• [GIVEN TASK]:
Copy the listing below word for word, line by line.

• [INPUT RECORDS]:
----

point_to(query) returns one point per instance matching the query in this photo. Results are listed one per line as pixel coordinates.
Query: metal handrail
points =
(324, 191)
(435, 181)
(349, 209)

----

• [THE SOLUTION]:
point_to(query) returns one point per instance matching the query in this photo. Results are listed one per line as pixel coordinates.
Query: metal handrail
points =
(324, 191)
(435, 181)
(349, 209)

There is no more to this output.